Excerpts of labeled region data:
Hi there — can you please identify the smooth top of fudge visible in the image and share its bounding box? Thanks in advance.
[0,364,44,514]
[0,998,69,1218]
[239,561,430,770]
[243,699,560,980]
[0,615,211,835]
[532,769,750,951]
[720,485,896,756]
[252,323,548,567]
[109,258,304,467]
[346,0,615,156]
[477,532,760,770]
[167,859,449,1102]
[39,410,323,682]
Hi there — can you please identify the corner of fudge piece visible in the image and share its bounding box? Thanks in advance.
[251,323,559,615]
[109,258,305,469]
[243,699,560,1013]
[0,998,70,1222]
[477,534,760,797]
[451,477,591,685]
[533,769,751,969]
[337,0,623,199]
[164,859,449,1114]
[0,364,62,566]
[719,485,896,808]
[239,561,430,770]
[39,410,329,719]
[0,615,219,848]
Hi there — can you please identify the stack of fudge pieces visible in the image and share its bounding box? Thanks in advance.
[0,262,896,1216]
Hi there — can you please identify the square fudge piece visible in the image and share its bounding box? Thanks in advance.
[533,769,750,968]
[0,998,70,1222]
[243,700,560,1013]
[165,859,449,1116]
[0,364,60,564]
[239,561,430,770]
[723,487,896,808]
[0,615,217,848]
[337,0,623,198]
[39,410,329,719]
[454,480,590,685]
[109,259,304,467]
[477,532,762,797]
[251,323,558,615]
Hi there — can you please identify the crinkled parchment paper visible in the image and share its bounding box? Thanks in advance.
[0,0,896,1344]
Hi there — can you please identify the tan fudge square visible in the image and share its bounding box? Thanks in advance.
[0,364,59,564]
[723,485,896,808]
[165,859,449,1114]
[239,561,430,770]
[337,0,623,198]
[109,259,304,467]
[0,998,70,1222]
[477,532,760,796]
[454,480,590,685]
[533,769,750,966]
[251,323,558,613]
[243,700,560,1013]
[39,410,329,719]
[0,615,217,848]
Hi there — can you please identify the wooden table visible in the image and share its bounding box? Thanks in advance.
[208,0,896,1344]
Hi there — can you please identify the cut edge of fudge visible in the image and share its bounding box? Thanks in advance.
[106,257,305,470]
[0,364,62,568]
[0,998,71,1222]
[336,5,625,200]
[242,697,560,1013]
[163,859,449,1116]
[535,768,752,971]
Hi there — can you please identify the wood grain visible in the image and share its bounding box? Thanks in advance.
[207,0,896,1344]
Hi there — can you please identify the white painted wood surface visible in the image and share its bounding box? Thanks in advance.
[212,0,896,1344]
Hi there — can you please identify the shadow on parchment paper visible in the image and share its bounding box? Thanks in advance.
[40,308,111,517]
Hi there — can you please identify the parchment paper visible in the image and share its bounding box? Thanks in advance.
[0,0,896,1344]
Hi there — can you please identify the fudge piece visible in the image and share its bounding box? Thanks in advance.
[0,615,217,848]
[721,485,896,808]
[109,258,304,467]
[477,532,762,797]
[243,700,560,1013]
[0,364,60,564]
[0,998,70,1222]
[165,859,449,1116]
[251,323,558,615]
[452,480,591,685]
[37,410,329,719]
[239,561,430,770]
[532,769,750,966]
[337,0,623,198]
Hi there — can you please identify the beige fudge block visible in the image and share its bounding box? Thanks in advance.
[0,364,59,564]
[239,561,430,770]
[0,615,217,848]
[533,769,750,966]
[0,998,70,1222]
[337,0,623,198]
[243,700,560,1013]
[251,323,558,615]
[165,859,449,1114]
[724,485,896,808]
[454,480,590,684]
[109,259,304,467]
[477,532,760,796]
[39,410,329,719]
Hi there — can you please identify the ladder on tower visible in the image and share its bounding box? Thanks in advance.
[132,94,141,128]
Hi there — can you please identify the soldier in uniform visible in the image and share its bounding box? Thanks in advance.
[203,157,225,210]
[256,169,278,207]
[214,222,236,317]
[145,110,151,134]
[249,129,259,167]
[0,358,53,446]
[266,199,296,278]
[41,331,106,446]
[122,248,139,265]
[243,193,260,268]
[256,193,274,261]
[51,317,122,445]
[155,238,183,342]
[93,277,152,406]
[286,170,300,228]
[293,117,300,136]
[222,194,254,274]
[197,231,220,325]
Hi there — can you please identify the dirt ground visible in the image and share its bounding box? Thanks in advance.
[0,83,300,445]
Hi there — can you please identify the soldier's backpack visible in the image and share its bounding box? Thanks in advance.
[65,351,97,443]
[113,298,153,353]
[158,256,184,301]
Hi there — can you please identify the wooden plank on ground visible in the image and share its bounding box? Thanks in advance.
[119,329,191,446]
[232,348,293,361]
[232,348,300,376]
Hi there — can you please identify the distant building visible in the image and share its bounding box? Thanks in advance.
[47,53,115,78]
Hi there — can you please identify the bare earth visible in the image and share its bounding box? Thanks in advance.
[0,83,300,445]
...
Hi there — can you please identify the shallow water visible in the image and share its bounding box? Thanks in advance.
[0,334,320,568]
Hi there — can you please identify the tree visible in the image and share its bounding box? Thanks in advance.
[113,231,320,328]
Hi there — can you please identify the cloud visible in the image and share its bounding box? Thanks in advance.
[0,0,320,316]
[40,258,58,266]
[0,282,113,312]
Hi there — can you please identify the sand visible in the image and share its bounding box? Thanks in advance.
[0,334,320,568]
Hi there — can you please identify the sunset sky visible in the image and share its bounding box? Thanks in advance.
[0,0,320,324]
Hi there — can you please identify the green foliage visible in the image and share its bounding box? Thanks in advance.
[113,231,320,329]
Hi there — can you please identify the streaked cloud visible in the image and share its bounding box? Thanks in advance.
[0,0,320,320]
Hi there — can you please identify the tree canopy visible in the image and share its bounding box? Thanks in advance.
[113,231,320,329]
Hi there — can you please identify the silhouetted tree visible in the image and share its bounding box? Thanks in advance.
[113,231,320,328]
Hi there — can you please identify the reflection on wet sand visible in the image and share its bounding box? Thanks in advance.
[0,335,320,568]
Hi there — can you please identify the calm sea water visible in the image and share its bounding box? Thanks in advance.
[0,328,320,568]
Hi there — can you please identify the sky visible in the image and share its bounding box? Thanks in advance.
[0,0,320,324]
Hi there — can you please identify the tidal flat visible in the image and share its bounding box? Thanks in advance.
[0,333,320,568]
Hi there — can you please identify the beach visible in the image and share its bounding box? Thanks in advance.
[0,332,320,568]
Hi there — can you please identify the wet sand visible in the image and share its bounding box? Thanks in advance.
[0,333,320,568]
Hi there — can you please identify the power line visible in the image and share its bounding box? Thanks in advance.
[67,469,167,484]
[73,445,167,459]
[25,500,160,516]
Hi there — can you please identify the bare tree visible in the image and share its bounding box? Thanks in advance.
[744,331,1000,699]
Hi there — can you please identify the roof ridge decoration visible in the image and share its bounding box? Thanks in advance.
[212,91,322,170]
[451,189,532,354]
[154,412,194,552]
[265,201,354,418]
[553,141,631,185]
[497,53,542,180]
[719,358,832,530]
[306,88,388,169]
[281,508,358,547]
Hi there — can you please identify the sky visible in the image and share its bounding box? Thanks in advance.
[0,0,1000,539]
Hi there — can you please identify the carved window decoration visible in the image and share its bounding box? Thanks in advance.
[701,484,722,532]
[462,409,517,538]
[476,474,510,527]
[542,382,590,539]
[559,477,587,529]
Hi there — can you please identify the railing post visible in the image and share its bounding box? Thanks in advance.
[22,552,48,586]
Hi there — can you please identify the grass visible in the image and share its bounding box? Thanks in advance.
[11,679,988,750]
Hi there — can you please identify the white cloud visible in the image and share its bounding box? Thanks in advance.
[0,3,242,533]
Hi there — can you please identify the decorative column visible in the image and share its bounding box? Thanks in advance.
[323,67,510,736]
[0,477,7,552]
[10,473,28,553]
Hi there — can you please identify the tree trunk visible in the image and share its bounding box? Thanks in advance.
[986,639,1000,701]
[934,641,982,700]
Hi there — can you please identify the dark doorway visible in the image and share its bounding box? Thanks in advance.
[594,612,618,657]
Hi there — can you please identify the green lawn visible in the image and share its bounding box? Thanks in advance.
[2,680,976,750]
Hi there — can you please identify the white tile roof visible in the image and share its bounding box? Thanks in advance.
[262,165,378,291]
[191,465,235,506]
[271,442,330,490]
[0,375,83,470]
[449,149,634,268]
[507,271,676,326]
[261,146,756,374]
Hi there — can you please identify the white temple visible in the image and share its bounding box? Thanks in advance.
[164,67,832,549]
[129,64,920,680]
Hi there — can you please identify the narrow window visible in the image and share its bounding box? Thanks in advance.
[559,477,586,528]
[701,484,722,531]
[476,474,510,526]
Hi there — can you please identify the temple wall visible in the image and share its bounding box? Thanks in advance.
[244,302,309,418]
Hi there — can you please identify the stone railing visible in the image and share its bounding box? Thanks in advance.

§ **DIRECTIONS FOR THIS TASK**:
Arrange the part of the items that opens with the line containing "Hi there — can you please identify the smooth" and closes with the line containing "[346,0,615,156]" as a Markdown table with the columns Row and Text. Number each line in order and leave out blank lines.

§ **TASK RESPONSE**:
| Row | Text |
|---|---|
| 1 | Hi there — can you please identify the smooth top of fudge visible in the image and share its bounding box? Thanks in advance. |
| 2 | [0,364,44,514] |
| 3 | [0,998,69,1218] |
| 4 | [239,561,430,770] |
| 5 | [243,699,560,980] |
| 6 | [0,615,211,835] |
| 7 | [532,769,750,951] |
| 8 | [720,485,896,756] |
| 9 | [252,323,548,567] |
| 10 | [109,258,304,467] |
| 11 | [346,0,615,156] |